_Exercise aim_: Reproduce every line of the material below verbatim and in the same order.

Object location annotation data:
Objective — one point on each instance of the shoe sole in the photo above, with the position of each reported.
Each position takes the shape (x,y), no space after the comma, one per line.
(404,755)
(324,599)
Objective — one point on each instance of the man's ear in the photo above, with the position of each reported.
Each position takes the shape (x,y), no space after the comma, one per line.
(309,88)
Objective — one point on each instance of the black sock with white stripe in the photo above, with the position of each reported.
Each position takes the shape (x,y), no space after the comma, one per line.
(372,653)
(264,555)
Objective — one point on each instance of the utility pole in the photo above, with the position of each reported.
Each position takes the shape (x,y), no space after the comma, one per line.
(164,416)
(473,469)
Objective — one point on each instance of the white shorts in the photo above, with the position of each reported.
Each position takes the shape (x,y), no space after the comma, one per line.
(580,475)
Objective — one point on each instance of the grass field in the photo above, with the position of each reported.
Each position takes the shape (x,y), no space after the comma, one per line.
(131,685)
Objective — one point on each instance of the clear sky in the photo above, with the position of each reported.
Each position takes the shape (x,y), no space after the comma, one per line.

_Response to the exercise_:
Objective — one point on each instance of the shoe sole in the photo above, with the position of each reported.
Each position takes the shape (x,y), no space after the comma, one per line.
(404,755)
(324,599)
Objective — one point on each instance of the man's ear in the photo above, with the position of each reported.
Each position takes the shape (x,y), no space after the comma, one per line.
(309,88)
Objective — one point on each instance of the black sock with white stripe in the photo above, with the position of each reported.
Each position takes the shape (x,y), no space after the comma, one per line.
(372,653)
(264,555)
Objective — one point on each instance of the utility pole in the photo above, with the position of each reported.
Each position takes the shape (x,y), no space after the comma, one per line.
(164,416)
(473,469)
Objective — one point on each instance of the white shorts in the photo above, with the position of each reported.
Each position takes the shape (x,y), no space after the comma, one per line.
(580,475)
Objective — one point on each instance of the grass field in the photo above, with the position of each reported.
Each position takes the shape (x,y), no space after the comma, one per line.
(131,685)
Objective — one point on each instance of the clear sky in the photo above, with the position of each reported.
Each position takes the shape (x,y), no space after the comma, one per line.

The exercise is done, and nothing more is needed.